Shift every coordinate in the answers by -3 and repeat the material from its beginning through the line containing "<point>33,222</point>", inclusive, with the requests kept in place.

>> start Available data

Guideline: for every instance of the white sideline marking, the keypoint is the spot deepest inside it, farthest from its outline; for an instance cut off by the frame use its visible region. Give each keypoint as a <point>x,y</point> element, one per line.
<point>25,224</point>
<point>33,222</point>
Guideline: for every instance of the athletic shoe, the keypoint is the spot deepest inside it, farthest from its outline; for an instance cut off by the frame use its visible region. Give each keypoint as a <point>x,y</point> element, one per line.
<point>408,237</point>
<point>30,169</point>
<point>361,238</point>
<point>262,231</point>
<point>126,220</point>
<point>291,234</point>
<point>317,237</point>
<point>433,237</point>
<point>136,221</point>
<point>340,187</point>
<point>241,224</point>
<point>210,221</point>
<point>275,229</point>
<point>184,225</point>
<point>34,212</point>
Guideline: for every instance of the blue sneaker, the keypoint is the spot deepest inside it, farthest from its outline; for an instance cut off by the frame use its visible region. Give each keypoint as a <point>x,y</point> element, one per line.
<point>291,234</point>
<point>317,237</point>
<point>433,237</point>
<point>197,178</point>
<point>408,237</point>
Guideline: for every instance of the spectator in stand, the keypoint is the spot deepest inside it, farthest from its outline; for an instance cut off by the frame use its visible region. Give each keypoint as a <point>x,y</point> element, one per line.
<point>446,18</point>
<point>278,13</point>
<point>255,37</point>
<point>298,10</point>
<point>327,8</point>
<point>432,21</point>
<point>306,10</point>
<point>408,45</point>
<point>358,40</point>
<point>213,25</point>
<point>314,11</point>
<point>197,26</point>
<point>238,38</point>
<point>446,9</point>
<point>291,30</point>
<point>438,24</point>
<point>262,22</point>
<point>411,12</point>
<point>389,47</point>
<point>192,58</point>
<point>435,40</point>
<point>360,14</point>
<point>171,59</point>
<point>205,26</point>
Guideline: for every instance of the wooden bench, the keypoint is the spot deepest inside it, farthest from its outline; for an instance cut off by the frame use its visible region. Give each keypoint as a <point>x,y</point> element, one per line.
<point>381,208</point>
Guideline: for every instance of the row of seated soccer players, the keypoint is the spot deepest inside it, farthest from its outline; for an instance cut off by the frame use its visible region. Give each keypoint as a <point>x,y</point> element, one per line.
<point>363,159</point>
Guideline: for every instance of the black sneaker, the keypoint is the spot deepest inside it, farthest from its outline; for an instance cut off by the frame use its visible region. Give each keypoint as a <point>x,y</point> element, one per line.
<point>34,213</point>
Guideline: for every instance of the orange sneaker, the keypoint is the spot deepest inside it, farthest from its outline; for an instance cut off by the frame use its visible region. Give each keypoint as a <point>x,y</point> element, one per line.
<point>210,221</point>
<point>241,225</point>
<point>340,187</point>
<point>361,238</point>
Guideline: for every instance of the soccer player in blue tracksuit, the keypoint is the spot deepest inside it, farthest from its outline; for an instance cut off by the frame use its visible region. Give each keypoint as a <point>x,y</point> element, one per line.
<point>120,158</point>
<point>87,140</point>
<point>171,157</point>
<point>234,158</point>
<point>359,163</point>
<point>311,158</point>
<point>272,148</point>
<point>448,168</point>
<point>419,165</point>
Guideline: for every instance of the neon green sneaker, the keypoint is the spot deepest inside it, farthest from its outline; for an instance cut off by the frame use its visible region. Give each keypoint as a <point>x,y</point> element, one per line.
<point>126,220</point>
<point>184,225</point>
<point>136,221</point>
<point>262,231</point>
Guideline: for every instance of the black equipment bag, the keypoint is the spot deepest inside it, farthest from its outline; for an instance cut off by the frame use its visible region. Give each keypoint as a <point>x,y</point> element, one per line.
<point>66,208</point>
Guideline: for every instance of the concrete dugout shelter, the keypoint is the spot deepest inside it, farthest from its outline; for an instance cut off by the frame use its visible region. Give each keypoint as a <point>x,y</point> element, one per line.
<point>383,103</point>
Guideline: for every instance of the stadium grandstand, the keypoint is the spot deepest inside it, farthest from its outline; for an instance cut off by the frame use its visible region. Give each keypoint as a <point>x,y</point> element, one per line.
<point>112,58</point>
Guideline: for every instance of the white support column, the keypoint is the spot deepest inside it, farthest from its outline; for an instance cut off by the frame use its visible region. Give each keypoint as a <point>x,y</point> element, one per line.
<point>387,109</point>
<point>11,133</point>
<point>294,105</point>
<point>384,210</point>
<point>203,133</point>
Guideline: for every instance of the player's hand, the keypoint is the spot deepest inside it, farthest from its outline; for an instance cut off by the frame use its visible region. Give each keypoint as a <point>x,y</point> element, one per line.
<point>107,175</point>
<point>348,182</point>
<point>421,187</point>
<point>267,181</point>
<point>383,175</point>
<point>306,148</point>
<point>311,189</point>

>> end Available data

_Solution to the exercise:_
Guideline: for every instance of the white sideline marking, the keypoint is the spot deepest inside it, farthest from its outline; for an instance cut off by the frame use its visible region. Give each keypoint as a <point>x,y</point> element, one per line.
<point>22,221</point>
<point>30,219</point>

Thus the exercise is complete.